How Is Bipolar Disorder Treated In Children?
Children with severe bipolar disorder-like symptoms are often treated with psychotherapy and a combination of medicines. The medications usually include a mood stabilizing medicine (such as lamotrigine or lithium) sometimes in combination with an antidepressant.
Antidepressants need to be used with caution in children with suspected bipolar disorder because they have a small but significant risk for triggering mania (elation or hyperactive behavior).
What's the Long-Term Outlook for Childhood Depression?
Studies have found that first-time episodes of childhood depression occur at younger ages than previously thought. And, as in adults, depression may reoccur later in life.
Depression often occurs at the same time as other physical illnesses. Because studies have shown that depression may precede more serious mental illness later in life, diagnosis, early treatment, and close monitoring are crucial.
Childhood Depression: Warning Signs of Suicide?

# [Your objective]
Write the next part of the passage on childhood depression, picking up after its final heading. The items have nothing to do with the passage on childhood depression.

# [Data provided]
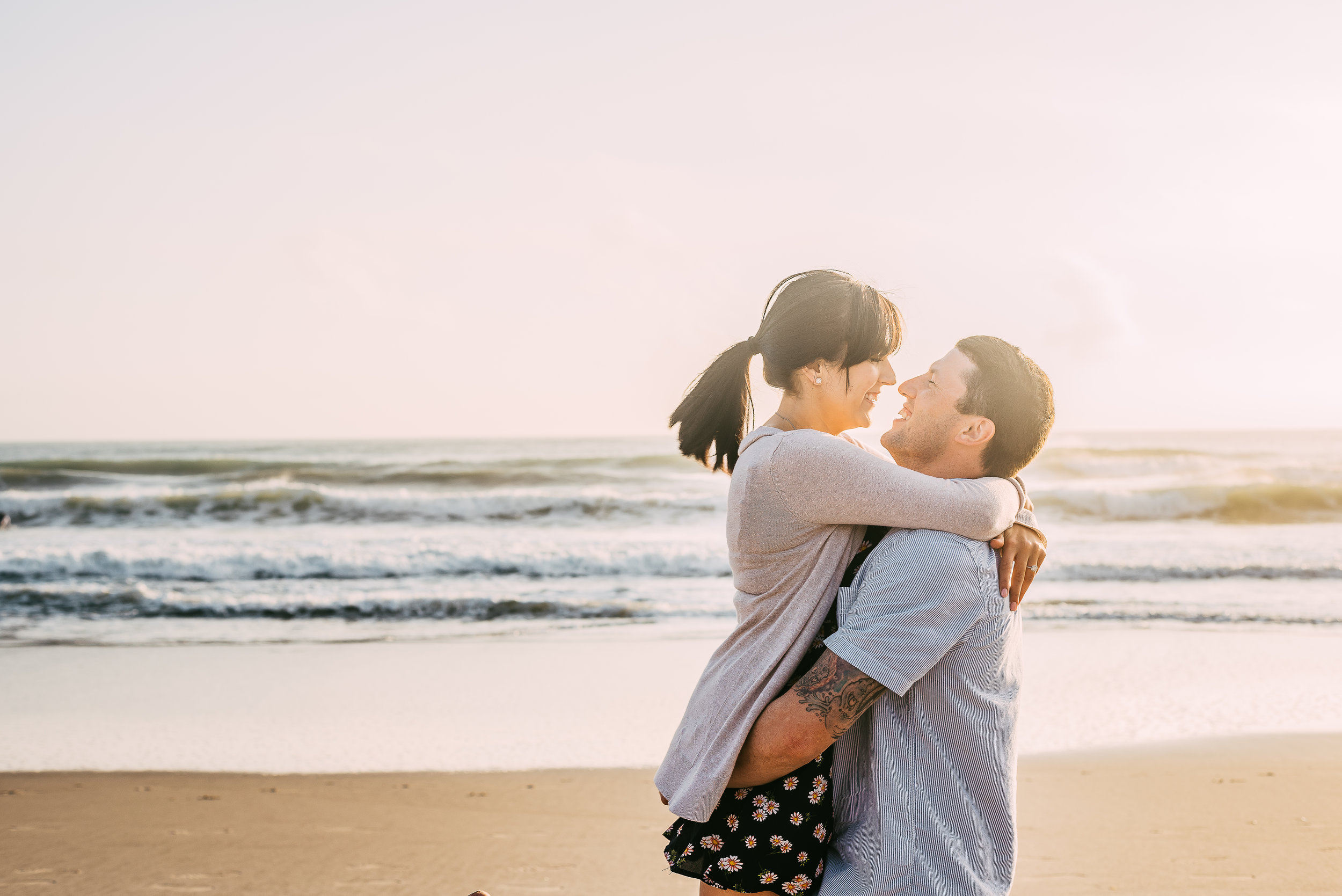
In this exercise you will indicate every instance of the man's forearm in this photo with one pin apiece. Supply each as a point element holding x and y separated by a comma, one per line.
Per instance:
<point>798,726</point>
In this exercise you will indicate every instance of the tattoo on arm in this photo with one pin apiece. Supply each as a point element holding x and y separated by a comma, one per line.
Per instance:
<point>838,693</point>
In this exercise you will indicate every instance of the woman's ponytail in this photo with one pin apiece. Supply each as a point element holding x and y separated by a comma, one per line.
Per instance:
<point>808,317</point>
<point>716,411</point>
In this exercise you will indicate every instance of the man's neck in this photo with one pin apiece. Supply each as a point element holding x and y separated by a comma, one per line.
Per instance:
<point>949,464</point>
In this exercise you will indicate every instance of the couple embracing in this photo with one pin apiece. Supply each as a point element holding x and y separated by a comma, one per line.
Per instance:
<point>857,731</point>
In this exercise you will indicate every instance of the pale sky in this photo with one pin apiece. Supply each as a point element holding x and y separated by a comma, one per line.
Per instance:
<point>281,219</point>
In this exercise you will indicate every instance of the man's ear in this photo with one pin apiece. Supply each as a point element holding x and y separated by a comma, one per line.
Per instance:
<point>978,434</point>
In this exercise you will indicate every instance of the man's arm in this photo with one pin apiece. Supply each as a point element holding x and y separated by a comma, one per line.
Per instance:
<point>798,726</point>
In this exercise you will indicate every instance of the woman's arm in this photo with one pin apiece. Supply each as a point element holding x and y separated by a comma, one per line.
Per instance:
<point>828,480</point>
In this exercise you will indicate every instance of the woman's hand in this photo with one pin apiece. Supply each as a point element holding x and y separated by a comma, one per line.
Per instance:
<point>1020,556</point>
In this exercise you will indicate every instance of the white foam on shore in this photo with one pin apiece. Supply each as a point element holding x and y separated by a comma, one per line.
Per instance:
<point>587,698</point>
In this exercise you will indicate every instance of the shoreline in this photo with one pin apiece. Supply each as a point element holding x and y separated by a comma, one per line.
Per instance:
<point>1247,814</point>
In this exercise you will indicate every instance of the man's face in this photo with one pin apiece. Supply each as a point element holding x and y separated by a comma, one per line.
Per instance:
<point>929,419</point>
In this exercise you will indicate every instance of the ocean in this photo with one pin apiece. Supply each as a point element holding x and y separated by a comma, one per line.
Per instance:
<point>379,563</point>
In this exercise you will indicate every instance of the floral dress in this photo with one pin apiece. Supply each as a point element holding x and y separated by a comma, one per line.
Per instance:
<point>774,836</point>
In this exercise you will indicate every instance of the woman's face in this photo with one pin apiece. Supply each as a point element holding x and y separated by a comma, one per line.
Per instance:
<point>847,402</point>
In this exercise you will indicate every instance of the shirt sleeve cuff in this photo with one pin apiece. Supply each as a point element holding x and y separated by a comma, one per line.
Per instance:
<point>867,663</point>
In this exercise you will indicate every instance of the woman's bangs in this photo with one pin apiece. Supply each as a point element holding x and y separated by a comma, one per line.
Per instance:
<point>874,330</point>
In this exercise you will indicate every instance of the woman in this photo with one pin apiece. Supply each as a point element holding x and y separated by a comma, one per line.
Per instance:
<point>799,498</point>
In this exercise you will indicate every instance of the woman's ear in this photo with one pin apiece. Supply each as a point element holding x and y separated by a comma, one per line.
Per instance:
<point>978,434</point>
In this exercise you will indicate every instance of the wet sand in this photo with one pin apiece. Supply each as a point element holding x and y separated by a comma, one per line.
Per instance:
<point>1231,816</point>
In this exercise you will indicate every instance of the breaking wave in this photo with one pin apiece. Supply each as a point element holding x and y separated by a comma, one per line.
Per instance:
<point>133,603</point>
<point>353,564</point>
<point>315,505</point>
<point>1255,504</point>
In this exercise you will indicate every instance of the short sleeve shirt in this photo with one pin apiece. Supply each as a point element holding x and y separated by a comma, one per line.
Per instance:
<point>925,782</point>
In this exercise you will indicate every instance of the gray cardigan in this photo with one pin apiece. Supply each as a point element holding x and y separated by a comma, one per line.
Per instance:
<point>795,513</point>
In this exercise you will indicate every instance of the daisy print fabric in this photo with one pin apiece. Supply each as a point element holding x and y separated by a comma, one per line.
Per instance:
<point>772,837</point>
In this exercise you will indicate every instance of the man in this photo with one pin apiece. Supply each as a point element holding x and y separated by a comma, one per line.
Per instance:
<point>925,667</point>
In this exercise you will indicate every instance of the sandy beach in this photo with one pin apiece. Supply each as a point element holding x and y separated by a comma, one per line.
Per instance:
<point>1258,814</point>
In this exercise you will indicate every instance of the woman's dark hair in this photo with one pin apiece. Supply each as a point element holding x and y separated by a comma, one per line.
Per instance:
<point>816,316</point>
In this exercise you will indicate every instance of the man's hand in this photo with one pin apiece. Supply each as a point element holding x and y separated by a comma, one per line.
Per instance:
<point>801,723</point>
<point>1022,553</point>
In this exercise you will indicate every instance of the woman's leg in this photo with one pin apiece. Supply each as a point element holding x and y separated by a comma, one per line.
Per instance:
<point>713,891</point>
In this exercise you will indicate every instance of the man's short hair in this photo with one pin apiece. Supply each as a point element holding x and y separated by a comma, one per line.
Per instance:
<point>1011,391</point>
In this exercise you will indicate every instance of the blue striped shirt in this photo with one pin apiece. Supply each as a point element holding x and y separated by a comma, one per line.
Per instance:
<point>925,782</point>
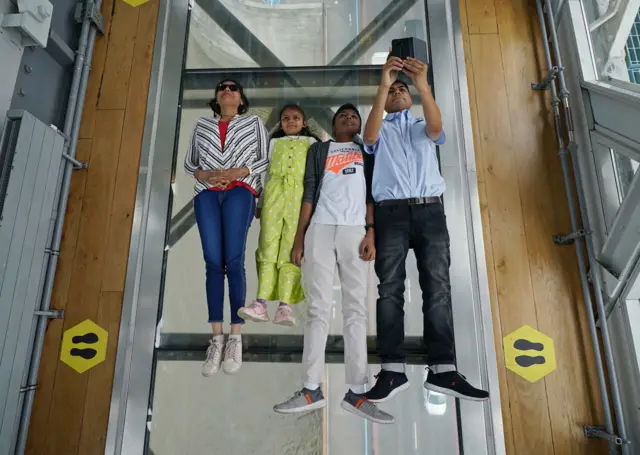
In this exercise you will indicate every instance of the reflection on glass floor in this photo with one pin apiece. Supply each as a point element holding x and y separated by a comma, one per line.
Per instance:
<point>233,415</point>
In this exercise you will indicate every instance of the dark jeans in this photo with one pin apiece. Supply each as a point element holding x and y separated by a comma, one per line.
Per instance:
<point>223,219</point>
<point>423,228</point>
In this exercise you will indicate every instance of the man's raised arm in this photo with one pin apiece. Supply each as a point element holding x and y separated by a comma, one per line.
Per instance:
<point>374,122</point>
<point>417,70</point>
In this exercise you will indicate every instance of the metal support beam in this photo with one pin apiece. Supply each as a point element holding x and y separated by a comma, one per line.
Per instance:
<point>560,96</point>
<point>90,11</point>
<point>59,50</point>
<point>372,32</point>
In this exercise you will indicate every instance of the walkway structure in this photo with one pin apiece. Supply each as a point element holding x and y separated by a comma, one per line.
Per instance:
<point>543,198</point>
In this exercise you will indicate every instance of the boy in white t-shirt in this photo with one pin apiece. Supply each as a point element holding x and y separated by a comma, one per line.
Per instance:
<point>336,229</point>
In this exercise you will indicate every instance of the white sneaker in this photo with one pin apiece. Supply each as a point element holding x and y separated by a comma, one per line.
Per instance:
<point>232,356</point>
<point>214,356</point>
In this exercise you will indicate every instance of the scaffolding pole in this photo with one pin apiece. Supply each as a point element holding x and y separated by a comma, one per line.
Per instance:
<point>561,97</point>
<point>71,131</point>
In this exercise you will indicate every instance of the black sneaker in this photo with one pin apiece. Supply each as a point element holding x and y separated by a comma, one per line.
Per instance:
<point>359,405</point>
<point>388,385</point>
<point>454,384</point>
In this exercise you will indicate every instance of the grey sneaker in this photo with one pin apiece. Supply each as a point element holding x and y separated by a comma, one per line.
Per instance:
<point>232,356</point>
<point>214,357</point>
<point>359,405</point>
<point>302,400</point>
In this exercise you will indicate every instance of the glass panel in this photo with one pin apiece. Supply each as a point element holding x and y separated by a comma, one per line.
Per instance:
<point>184,307</point>
<point>615,33</point>
<point>624,169</point>
<point>233,415</point>
<point>232,34</point>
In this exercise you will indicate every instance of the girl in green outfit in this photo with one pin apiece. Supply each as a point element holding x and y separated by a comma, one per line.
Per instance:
<point>278,211</point>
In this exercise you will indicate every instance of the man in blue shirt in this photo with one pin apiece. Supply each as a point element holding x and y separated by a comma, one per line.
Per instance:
<point>407,189</point>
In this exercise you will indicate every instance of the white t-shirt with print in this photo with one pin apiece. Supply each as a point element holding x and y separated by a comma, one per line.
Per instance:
<point>343,196</point>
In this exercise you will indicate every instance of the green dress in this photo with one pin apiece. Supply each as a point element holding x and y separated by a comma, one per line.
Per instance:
<point>278,278</point>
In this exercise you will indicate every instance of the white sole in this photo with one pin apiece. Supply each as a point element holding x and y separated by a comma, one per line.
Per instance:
<point>451,393</point>
<point>285,323</point>
<point>393,393</point>
<point>312,407</point>
<point>353,410</point>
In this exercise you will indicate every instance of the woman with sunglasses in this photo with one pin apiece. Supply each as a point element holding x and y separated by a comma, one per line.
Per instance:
<point>227,155</point>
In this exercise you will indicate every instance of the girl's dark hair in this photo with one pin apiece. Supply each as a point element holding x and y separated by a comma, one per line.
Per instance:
<point>242,109</point>
<point>306,131</point>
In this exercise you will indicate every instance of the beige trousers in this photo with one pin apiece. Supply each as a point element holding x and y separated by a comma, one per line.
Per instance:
<point>325,247</point>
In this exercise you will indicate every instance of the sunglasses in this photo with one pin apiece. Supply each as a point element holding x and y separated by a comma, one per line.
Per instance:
<point>231,87</point>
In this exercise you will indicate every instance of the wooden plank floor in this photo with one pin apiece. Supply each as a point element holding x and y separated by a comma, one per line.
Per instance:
<point>522,200</point>
<point>532,281</point>
<point>71,410</point>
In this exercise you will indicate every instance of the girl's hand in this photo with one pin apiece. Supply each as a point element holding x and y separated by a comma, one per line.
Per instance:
<point>368,247</point>
<point>297,253</point>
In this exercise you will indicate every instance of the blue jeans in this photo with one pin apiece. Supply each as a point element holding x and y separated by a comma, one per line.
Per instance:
<point>223,219</point>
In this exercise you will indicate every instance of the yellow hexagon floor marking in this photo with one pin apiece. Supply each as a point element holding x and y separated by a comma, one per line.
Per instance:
<point>84,346</point>
<point>135,2</point>
<point>529,353</point>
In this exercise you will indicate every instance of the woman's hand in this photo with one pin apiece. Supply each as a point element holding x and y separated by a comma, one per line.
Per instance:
<point>368,247</point>
<point>231,175</point>
<point>297,252</point>
<point>212,178</point>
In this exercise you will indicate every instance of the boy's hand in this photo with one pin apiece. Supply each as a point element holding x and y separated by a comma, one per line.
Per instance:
<point>297,252</point>
<point>417,71</point>
<point>368,247</point>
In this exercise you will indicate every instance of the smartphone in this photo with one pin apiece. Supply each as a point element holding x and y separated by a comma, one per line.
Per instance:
<point>410,47</point>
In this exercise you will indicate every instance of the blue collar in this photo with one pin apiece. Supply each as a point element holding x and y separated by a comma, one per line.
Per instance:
<point>406,113</point>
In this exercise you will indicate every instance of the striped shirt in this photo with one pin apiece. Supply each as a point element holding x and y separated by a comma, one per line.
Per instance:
<point>246,145</point>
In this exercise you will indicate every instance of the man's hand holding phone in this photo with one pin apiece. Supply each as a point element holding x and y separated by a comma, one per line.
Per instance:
<point>390,71</point>
<point>417,71</point>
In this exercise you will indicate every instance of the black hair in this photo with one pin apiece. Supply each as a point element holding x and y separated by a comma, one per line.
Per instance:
<point>306,131</point>
<point>344,107</point>
<point>244,106</point>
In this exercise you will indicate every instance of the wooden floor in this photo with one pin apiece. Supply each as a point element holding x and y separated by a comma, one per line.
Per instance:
<point>531,281</point>
<point>71,410</point>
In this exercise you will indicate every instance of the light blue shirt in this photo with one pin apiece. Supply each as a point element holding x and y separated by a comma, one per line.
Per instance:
<point>406,162</point>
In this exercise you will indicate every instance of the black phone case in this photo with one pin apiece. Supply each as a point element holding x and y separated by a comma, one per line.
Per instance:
<point>410,47</point>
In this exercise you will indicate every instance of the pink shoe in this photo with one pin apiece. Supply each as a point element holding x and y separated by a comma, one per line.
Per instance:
<point>256,312</point>
<point>284,316</point>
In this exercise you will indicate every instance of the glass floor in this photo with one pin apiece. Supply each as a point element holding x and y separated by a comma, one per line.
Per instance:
<point>319,54</point>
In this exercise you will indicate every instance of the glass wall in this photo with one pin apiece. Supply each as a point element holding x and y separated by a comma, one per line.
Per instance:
<point>615,34</point>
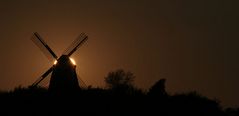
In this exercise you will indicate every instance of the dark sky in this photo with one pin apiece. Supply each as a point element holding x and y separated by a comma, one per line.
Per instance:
<point>191,43</point>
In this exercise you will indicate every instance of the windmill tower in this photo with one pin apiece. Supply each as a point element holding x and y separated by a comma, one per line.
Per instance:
<point>64,77</point>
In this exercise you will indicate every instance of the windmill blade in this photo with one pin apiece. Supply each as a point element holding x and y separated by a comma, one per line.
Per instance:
<point>42,77</point>
<point>37,39</point>
<point>76,44</point>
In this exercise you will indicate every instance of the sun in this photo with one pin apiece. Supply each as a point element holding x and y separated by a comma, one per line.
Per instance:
<point>73,61</point>
<point>55,62</point>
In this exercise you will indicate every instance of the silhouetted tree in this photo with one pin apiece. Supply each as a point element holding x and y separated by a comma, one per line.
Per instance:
<point>158,89</point>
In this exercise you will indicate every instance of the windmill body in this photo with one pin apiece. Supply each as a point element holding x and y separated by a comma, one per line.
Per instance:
<point>64,77</point>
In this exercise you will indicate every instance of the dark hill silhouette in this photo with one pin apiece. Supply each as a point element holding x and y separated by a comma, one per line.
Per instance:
<point>110,101</point>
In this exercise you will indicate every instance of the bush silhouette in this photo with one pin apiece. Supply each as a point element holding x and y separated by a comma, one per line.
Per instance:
<point>158,89</point>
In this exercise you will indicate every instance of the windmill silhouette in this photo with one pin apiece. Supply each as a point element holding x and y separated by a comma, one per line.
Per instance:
<point>64,76</point>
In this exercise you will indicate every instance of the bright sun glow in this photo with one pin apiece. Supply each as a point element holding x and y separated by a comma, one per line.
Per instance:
<point>55,62</point>
<point>73,61</point>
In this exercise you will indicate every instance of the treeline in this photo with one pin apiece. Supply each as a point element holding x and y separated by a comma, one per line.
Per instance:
<point>119,97</point>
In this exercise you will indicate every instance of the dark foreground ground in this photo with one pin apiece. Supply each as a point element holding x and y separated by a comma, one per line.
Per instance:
<point>90,101</point>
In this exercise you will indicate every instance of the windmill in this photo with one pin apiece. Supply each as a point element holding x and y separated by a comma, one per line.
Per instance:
<point>64,76</point>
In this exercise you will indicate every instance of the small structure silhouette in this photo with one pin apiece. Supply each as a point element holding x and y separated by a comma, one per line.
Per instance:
<point>64,77</point>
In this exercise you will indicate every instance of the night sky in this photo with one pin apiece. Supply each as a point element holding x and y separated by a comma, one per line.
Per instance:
<point>191,43</point>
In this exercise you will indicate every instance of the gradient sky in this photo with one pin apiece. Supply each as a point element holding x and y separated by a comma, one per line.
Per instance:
<point>191,43</point>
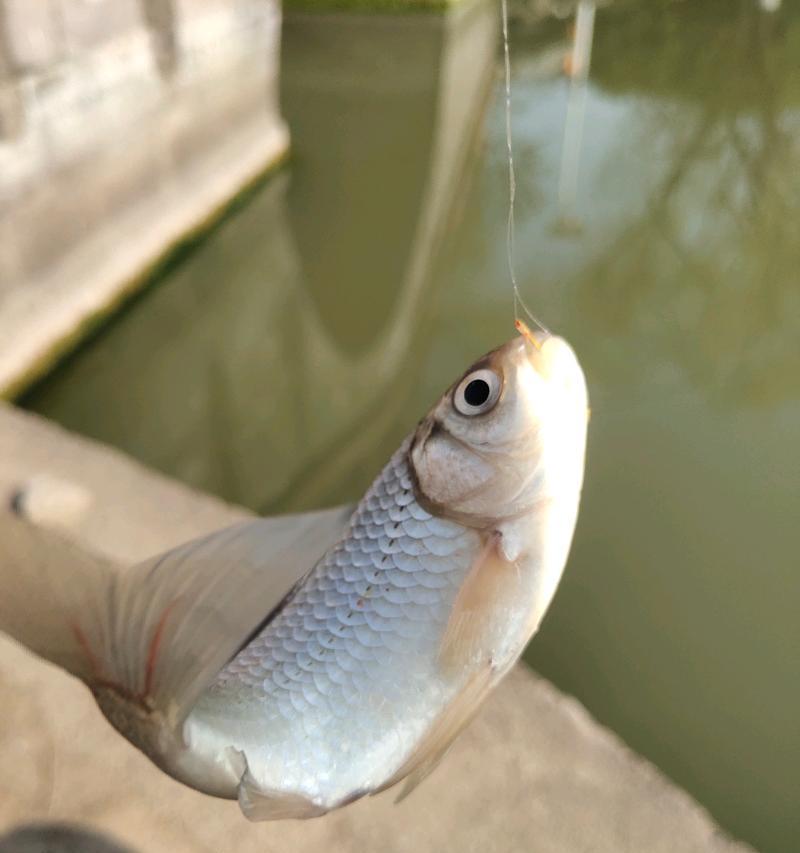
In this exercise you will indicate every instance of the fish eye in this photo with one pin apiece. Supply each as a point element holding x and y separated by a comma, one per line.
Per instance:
<point>477,392</point>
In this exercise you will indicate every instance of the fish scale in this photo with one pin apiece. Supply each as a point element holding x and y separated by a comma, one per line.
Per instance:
<point>354,643</point>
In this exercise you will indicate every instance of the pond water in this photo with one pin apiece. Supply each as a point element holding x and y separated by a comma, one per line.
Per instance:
<point>283,360</point>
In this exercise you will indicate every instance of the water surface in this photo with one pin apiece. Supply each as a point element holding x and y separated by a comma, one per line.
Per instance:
<point>281,364</point>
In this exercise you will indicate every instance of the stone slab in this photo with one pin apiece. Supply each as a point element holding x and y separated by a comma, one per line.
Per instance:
<point>533,773</point>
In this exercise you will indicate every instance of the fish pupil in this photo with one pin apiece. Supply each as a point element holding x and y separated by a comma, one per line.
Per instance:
<point>477,392</point>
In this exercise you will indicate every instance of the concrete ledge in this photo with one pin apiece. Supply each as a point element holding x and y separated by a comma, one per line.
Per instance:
<point>534,772</point>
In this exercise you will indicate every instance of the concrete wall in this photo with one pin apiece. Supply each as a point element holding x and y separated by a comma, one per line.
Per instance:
<point>534,772</point>
<point>124,124</point>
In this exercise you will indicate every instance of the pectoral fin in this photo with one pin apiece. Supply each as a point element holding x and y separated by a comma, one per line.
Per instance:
<point>440,736</point>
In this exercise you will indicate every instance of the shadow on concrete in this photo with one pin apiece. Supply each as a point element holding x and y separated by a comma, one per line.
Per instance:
<point>58,838</point>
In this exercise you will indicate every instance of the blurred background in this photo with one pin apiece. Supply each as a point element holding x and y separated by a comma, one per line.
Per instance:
<point>279,361</point>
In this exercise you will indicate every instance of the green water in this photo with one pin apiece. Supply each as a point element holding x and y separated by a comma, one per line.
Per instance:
<point>285,359</point>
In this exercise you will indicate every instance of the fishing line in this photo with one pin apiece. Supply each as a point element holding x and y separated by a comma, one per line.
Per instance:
<point>512,189</point>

# [Reply to the exercise]
Parents should be particularly vigilant for signs that may indicate that a child with depression is at risk for suicide. Warning signs of suicidal behavior in children include:
- A focus on morbid and negative themes
- Frequent accidents
- Giving away possessions
- Increased acting-out behaviors
- Increased crying or reduced emotional expression
- Increased risk-taking behaviors
- Many depressive symptoms (changes in eating, sleeping, or activities)
- Social isolation
- Substance abuse
- Talking about death and dying
- Talking about suicide or feeling hopeless or helpless
Can Childhood Depression Go Away Without Treatment?
Childhood depression tends to come and go in episodes. There can be spontaneous recovery from childhood depression. However, once a child has one bout of childhood depression, he or she is more likely to get depressed again. Without treatment for childhood depression, the consequences of depression can be extremely serious, even deadly.